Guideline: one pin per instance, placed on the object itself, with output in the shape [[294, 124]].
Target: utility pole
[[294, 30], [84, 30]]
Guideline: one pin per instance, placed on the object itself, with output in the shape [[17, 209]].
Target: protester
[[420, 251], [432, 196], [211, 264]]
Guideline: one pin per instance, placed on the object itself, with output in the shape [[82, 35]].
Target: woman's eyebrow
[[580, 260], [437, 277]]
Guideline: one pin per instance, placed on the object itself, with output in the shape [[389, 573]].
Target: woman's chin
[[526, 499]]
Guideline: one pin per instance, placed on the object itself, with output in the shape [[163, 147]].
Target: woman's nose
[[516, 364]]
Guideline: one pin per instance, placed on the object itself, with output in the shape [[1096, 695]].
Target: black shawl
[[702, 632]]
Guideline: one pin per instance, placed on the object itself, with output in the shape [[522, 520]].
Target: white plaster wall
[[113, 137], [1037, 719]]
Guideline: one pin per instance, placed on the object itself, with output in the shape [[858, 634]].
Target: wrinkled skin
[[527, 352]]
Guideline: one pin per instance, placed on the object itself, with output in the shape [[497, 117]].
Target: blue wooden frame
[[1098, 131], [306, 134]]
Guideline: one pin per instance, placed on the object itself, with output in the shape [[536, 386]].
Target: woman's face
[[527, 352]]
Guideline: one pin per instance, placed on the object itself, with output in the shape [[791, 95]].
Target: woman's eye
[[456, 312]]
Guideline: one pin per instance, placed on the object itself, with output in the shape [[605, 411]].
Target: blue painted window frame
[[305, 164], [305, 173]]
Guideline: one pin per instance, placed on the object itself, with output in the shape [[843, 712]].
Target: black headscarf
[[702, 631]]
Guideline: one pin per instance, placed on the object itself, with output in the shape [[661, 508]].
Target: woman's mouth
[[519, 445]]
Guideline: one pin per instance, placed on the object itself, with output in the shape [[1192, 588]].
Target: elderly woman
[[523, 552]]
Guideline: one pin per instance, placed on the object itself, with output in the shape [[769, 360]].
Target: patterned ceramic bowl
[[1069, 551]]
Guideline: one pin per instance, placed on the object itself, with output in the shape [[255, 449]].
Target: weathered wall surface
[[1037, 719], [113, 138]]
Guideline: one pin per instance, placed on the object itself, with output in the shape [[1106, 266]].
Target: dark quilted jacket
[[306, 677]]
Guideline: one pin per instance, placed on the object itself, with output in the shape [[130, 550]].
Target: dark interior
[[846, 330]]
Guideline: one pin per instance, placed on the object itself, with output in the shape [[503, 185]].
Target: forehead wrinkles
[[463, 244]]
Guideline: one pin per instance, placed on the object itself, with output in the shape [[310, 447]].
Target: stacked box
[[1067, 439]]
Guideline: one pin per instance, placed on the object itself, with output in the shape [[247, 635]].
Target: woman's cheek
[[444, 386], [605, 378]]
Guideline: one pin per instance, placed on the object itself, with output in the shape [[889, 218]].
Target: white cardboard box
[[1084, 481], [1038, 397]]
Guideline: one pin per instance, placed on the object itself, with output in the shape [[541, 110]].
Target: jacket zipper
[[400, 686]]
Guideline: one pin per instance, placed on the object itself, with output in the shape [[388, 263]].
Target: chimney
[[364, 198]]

* _Task objective_: Copy all of the data above verbatim, line for line, from the first line to the last.

* _Correct result_:
Guideline: one pin per instance, placed on the object itself, with output in the shape [[294, 124]].
Target: utility pole
[[294, 30], [84, 30]]
Guideline: one pin per instance, placed on the object itself, with output in the shape [[17, 209]].
Target: protester
[[420, 251], [432, 196], [211, 264]]
Guideline: one pin per instance, placed on the object itself, with output in the shape [[82, 35]].
Target: woman's eyebrow
[[580, 260], [437, 277]]
Guideline: one pin per instance, placed on the object itself, with output in the shape [[389, 573]].
Target: woman's chin
[[526, 499]]
Guideline: one pin per instance, placed on the object itself, with output in the shape [[163, 147]].
Target: woman's nose
[[516, 364]]
Guideline: one pin per instance, placed on the object itself, with output in the shape [[1096, 695]].
Target: black shawl
[[702, 632]]
Guideline: one pin per instance, placed on the object itself, with output in the shape [[522, 520]].
Target: white plaster wall
[[113, 137], [1037, 719]]
Guideline: one pin per instance, placed on the object itself, with output in the shape [[858, 634]].
Target: wrinkled skin
[[527, 352]]
Guideline: one pin per instance, placed on the object itself, with output in the shape [[497, 117]].
Target: blue wooden frame
[[1098, 131], [306, 134]]
Guideline: one pin per instance, placed on the object itself, with output in the shape [[536, 386]].
Target: woman's face
[[527, 352]]
Guideline: one pin per instance, placed on the object itself, with output in the shape [[791, 95]].
Target: woman's eye
[[456, 312]]
Guideline: one pin per instance, placed on the object itself, with output in the shape [[605, 411]].
Target: blue painted window frame
[[305, 164], [305, 173]]
Guideline: one pin per instance, placed on the object itself, with output in the shape [[843, 712]].
Target: black headscarf
[[702, 631]]
Guideline: one pin per instance, placed on the object itself, with output in the shape [[661, 508]].
Target: woman's mouth
[[519, 445]]
Guideline: one pin per instance, placed on the object itself, with output in the shape [[1192, 588]].
Target: elderly woman
[[523, 552]]
Guideline: one pin per instance, placed on the object itself, with output in the shape [[769, 360]].
Target: patterned ceramic bowl
[[1069, 551]]
Guideline: one pin per instance, placed on the object itself, with output in the shape [[255, 449]].
Target: weathered wall surface
[[1037, 719], [113, 138]]
Guideline: one pin per instance, placed on the object itself, with output in the shape [[1106, 266]].
Target: dark quilted jacket
[[306, 677]]
Guideline: one pin per instance, placed on the object itself, with output in the shape [[130, 550]].
Target: dark interior
[[846, 330]]
Guideline: one pin per instance, placed on the object itself, with output in the shape [[503, 185]].
Target: forehead wrinkles
[[463, 244]]
Guideline: one pin per instance, placed on the object itself, with output in the shape [[310, 447]].
Target: stacked box
[[1067, 439]]
Guideline: one pin per instance, placed on the object itself, with output in the shape [[247, 635]].
Target: woman's cheek
[[444, 386], [605, 378]]
Guideline: one pin per instance, placed on the object itself, with output in the shape [[889, 218]].
Target: white cardboard box
[[1084, 481], [1038, 397]]
Guideline: one pin per instance, placed on the object itself, with output in the shape [[541, 110]].
Target: jacket zipper
[[400, 686]]
Guideline: one pin per instance, placed on the object itself, with output in the shape [[388, 263]].
Target: chimney
[[364, 198]]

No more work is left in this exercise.